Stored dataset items
>>>>>

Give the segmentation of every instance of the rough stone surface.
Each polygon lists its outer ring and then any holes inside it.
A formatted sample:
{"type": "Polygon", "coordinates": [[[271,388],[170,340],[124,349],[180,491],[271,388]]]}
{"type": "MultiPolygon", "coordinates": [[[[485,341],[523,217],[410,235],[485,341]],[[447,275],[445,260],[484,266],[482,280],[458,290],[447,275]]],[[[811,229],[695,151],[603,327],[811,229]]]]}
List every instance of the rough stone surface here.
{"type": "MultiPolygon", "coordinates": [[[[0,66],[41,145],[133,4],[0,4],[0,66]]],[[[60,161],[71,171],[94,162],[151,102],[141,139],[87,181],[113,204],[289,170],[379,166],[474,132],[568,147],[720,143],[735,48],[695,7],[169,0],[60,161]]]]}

<<<<<

**EXERCISE INSTRUCTIONS**
Express the data above as a JSON list of strings, one string per line, leaving out blank lines.

**EXERCISE SOLUTION**
[
  "Give the segmentation of every instance of the rough stone surface.",
  "Each polygon lists its outer ring and then any holes inside it.",
  "A formatted sample:",
  "{\"type\": \"Polygon\", \"coordinates\": [[[271,388],[170,340],[124,349],[180,491],[271,388]]]}",
  "{\"type\": \"MultiPolygon\", \"coordinates\": [[[[485,341],[523,217],[410,235],[485,341]],[[447,275],[445,260],[484,266],[482,280],[458,290],[447,275]]],[[[811,229],[695,151],[603,327],[811,229]]]]}",
  "List every instance of the rough stone surface here.",
  "{\"type\": \"MultiPolygon\", \"coordinates\": [[[[0,66],[41,145],[133,4],[0,4],[0,66]]],[[[60,161],[71,171],[94,162],[151,102],[141,139],[87,181],[113,204],[289,170],[379,166],[474,132],[568,147],[720,143],[735,48],[695,7],[169,0],[60,161]]]]}"
]